Text block -
((

The developer, who previously ran for lieutenant governor in 2018, is one of several Republicans in a very deep field strongly courting Philadelphia's suburbs this year. His task is daunting. Four years ago, the heavily populated southeastern Pennsylvania suburban counties turned a deeper blue in helping President Joe Biden win the state.

Hillary Clinton won all four so-called “collar counties” -- Bucks, Montgomery, Delaware and Chester -- in 2016. But it’s what happened in 2020 that helps explain how Joe Biden won the state. Biden received 23% more votes in 2020 than Clinton did four years earlier. 

When it comes to factors Republican voters should weigh this year in the primary, the chairwoman of Montgomery County’s Republican committee says they should consider who can win the suburbs around Philadelphia. 

“I think it needs to be at the top of the list,” said Liz Preate Havey. “Listen, I think President Trump lost Pennsylvania because of the Southeast, and we need to figure out a way to get some of our voters back.”

))

Required action - Write the next part of the passage about Republicans courting Pennsylvania's Philadelphia suburbs, picking up after its final quote.

Data provided -
((

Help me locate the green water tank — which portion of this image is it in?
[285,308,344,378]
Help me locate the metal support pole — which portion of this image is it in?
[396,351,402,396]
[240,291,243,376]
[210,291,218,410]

))

Solved exercise -
Getting those voters back involves having a message that resonates, Havey said. 

“I think people want to hear how do we deal with inflation. How do we deal with this pandemic? Everybody feels down about the pandemic, or at least everybody I talk to -- doesn’t to matter what party you’re in,” she said. “They’re looking for a message that is calm, intelligent, articulate and deals with their every day issues.” 

The field of candidates running for the Republican nomination includes Mehmet Oz, who became a household name through his Dr. Oz daytime TV show, Dave McCormick, a former hedge fund manager, Carla Sands, a former ambassador during the Trump administration, and conservative commentator Kathy Barnette from Montgomery County. 

The Democratic field includes Pennsylvania Lt. Gov. John Fetterman, U.S. Rep. Conor Lamb who represents the Pittsburgh area, and Pennsylvania state Rep. Malcolm Kenyatta (D-Philadelphia) who represents North Philadelphia. Montgomery County commission chair Val Arkoosh recently suspended her campaign.

Democrats are looking to hold onto crossover and independent voters who chose Joe Biden in 2020.

“That’s our goal,” said Joe Foster, who serves as chair of the Montgomery County Democratic Committee.

Talking to independents, Democrats need to stress that “our candidate stands for the principles you hold and this is the person for whom you should be voting,” Foster said. “I think we can do it in Montgomery County with some success. The question is how it’s going to play out in the rest of the state.”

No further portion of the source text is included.